── Working data

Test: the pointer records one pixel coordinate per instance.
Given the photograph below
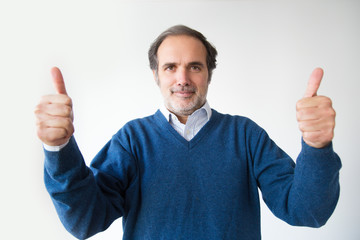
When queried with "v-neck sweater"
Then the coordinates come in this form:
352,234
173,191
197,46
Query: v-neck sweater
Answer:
166,187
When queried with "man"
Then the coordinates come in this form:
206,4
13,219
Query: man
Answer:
188,171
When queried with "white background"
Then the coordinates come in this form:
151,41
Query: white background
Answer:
267,50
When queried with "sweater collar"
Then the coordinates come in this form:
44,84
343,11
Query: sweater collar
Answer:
167,114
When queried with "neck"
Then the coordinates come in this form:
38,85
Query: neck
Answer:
182,119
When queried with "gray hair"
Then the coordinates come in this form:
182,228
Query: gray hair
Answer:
182,30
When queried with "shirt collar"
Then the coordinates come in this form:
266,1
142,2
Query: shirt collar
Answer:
167,114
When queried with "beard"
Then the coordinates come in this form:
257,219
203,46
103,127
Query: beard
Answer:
184,106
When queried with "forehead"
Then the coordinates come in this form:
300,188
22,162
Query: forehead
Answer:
181,49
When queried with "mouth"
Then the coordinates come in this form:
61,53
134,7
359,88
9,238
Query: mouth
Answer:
182,92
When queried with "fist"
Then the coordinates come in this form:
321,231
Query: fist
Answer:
315,114
54,114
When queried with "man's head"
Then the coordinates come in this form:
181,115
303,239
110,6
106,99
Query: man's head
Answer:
178,30
182,62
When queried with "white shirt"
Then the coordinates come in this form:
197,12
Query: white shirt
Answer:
193,124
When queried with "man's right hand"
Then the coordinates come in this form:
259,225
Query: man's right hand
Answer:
54,114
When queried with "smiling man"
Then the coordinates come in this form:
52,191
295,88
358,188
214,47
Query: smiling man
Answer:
188,171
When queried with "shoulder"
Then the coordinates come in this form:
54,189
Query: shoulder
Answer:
235,121
140,125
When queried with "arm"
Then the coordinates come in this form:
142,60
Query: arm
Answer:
87,200
306,194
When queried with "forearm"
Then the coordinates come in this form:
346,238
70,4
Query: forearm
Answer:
80,203
315,189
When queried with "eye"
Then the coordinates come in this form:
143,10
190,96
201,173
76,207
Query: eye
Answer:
170,68
195,68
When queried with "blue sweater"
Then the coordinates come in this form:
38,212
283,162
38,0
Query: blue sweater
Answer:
165,187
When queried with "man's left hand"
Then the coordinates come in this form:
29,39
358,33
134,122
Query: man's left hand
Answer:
315,114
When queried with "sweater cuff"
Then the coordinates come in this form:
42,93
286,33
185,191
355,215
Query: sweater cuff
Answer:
67,159
55,148
325,156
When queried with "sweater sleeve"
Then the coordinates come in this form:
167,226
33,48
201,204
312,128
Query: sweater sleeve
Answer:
88,200
302,194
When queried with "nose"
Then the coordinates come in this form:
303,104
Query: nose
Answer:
182,77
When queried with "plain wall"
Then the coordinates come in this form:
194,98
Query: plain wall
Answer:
267,50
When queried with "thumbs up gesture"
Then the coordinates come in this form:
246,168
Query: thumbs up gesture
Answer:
315,114
54,115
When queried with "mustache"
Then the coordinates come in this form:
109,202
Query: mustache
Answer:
183,89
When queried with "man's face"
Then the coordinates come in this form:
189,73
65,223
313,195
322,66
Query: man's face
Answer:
182,74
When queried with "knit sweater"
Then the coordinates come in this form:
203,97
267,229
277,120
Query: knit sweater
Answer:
165,187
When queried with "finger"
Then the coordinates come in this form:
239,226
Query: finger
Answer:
56,98
314,82
58,81
55,109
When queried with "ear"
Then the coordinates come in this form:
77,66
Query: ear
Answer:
155,77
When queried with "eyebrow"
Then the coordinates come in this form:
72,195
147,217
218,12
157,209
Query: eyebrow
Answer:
194,63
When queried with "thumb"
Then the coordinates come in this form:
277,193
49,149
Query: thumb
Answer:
314,82
58,81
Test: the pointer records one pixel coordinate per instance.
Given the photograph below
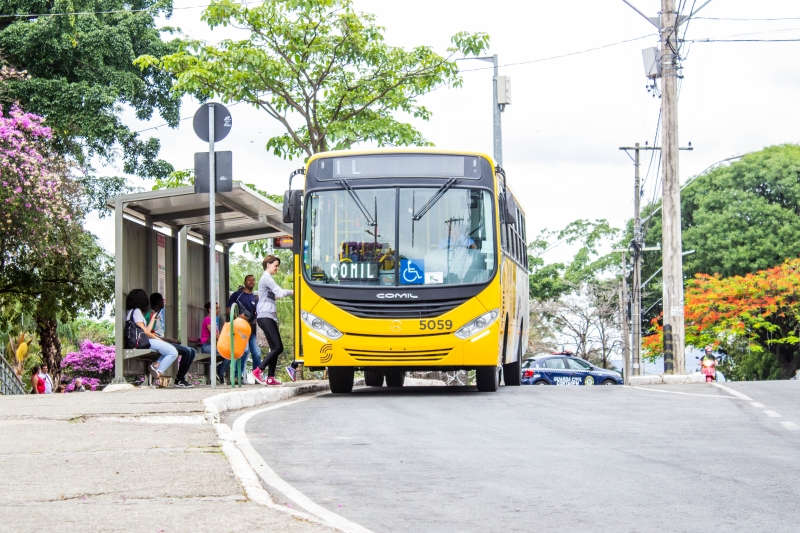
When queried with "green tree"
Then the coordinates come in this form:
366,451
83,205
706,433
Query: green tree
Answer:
739,218
48,262
319,68
551,281
81,74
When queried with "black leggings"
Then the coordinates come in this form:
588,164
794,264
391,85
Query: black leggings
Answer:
270,329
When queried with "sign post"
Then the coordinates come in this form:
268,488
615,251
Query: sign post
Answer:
215,112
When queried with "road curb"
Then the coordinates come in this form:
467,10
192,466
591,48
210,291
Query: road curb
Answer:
666,379
232,401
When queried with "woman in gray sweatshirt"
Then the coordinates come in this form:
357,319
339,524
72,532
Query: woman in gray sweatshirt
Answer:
267,311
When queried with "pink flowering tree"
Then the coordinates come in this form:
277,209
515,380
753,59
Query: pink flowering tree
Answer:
48,263
93,363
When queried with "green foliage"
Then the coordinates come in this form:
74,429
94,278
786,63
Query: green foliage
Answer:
550,281
739,218
319,68
175,179
80,74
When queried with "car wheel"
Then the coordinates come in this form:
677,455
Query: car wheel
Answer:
395,378
373,378
512,374
487,378
341,379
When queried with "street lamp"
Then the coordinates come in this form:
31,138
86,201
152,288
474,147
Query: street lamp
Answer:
501,96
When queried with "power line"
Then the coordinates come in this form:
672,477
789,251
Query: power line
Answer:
744,40
111,11
748,19
564,55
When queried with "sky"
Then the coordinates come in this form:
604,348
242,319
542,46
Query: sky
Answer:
569,115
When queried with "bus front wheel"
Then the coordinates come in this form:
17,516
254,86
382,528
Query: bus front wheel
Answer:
341,379
487,378
395,378
512,374
373,378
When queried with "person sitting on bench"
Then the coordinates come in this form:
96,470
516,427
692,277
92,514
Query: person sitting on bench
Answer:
187,354
137,303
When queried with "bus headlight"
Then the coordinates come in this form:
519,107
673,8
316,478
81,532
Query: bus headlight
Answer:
320,326
477,324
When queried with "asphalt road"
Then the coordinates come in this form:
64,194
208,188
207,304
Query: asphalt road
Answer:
545,458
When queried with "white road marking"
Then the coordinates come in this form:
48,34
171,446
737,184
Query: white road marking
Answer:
683,393
735,393
273,480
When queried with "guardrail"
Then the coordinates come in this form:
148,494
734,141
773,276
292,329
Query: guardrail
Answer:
9,381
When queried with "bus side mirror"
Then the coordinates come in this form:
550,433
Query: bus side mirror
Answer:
291,204
511,208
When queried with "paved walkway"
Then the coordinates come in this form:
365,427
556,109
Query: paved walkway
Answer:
131,461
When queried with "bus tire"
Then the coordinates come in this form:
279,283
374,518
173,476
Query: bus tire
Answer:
341,379
395,378
373,378
512,374
487,378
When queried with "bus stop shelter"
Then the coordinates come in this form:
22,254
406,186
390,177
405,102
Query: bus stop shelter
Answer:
161,241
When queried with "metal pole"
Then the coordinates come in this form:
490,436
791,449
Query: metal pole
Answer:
623,322
119,300
636,297
497,126
212,244
671,212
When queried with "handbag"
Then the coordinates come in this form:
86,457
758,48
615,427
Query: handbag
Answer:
135,337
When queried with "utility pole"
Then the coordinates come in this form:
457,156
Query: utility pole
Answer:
623,319
667,24
672,260
637,244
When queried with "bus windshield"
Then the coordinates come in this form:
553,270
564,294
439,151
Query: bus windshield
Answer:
400,236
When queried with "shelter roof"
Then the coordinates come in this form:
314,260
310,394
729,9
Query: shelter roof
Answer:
241,215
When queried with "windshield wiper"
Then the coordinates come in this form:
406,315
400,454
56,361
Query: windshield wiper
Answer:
435,198
359,203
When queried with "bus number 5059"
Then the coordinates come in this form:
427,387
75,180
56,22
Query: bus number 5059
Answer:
435,324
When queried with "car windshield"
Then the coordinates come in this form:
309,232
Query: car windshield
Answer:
556,362
577,364
446,236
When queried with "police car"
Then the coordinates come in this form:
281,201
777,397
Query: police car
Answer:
562,368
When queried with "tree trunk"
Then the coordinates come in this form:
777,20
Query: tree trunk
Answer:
46,328
789,358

────

▸ How to complete this task
Please state only the number of lines above that hold the string "white".

▸ Response box
6